# What to do
Give back the entire listing verbatim.

# Supplied records
****************************************

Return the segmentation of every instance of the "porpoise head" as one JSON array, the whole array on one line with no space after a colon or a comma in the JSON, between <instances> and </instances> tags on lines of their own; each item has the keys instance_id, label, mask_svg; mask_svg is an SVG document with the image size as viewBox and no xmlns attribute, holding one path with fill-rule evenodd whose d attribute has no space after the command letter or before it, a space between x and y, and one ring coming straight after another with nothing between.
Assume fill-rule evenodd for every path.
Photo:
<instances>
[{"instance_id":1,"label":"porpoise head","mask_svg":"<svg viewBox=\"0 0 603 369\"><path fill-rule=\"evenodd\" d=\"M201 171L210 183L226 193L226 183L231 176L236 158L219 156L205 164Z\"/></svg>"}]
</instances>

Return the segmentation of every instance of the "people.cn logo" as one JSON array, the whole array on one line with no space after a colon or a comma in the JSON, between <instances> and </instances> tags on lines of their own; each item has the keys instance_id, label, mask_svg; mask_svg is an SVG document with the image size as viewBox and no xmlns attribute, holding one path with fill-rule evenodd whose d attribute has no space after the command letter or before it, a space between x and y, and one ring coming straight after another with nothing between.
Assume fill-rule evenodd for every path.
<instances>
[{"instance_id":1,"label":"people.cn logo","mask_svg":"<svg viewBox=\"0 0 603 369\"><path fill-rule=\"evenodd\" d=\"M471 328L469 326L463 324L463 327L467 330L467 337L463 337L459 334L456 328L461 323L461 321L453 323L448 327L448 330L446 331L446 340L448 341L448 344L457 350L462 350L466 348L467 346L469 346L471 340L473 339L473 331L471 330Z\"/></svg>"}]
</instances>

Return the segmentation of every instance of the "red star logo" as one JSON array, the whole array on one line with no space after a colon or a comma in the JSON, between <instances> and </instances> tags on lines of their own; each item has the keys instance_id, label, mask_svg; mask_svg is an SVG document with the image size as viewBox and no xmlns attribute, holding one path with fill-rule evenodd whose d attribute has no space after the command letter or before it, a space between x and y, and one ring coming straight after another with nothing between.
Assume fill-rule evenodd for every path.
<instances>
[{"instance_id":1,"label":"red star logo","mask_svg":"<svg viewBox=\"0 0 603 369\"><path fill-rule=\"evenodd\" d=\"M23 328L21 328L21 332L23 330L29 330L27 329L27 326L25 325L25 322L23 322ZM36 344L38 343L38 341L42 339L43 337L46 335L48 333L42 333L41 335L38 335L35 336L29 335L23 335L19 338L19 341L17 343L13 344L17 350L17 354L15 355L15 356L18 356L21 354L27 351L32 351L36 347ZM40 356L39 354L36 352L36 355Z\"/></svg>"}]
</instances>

****************************************

# Written response
Return the segmentation of every instance of the "porpoise head" as one JSON array, the whole array on one line with no space after a colon or a comma in the JSON, between <instances> and </instances> tags on lines of their own; each item has the keys instance_id, label, mask_svg; mask_svg is an SVG document with the image size as viewBox and no xmlns attribute, holding one path with fill-rule evenodd whose d attribute has no space after the command letter or before it, a space between x and y, and one ring coming straight after another with nothing between.
Assume fill-rule evenodd for every path.
Photo:
<instances>
[{"instance_id":1,"label":"porpoise head","mask_svg":"<svg viewBox=\"0 0 603 369\"><path fill-rule=\"evenodd\" d=\"M201 171L210 183L226 193L226 183L231 176L236 158L219 156L205 164Z\"/></svg>"}]
</instances>

Return the segmentation of every instance of the "people.cn logo" as one JSON array, the whole array on one line with no space after a colon or a comma in the JSON, between <instances> and </instances> tags on lines of their own; each item has the keys instance_id, label, mask_svg; mask_svg is an SVG document with the image size as viewBox and no xmlns attribute, holding one path with fill-rule evenodd whose d attribute has no space after the command letter or before it, a space between x and y, and one ring coming straight after another with nothing between.
Assume fill-rule evenodd for every path.
<instances>
[{"instance_id":1,"label":"people.cn logo","mask_svg":"<svg viewBox=\"0 0 603 369\"><path fill-rule=\"evenodd\" d=\"M471 328L469 326L463 324L463 327L467 330L467 337L463 337L459 334L456 328L461 323L461 321L453 323L448 327L448 330L446 331L446 340L448 341L448 344L457 350L462 350L466 348L467 346L469 346L471 340L473 339L473 331L471 330Z\"/></svg>"}]
</instances>

Return the segmentation of every instance of the "red star logo" as one JSON array, the whole array on one line with no space after a colon or a comma in the JSON, between <instances> and </instances> tags on lines of their own; each item has the keys instance_id, label, mask_svg; mask_svg is an SVG document with the image size as viewBox and no xmlns attribute, holding one path with fill-rule evenodd whose d attribute has no space after the command letter or before it, a space between x and y, and one ring coming straight after another with nothing between.
Assume fill-rule evenodd for every path.
<instances>
[{"instance_id":1,"label":"red star logo","mask_svg":"<svg viewBox=\"0 0 603 369\"><path fill-rule=\"evenodd\" d=\"M23 328L21 328L21 332L23 330L29 330L27 329L27 326L25 325L25 322L23 322ZM36 344L38 343L38 341L42 339L43 337L46 335L48 333L42 333L41 335L38 335L35 336L29 335L23 335L19 338L19 341L17 343L13 344L17 350L17 354L15 355L15 356L18 356L21 354L27 351L32 351L36 347ZM40 356L39 354L36 352L36 355Z\"/></svg>"}]
</instances>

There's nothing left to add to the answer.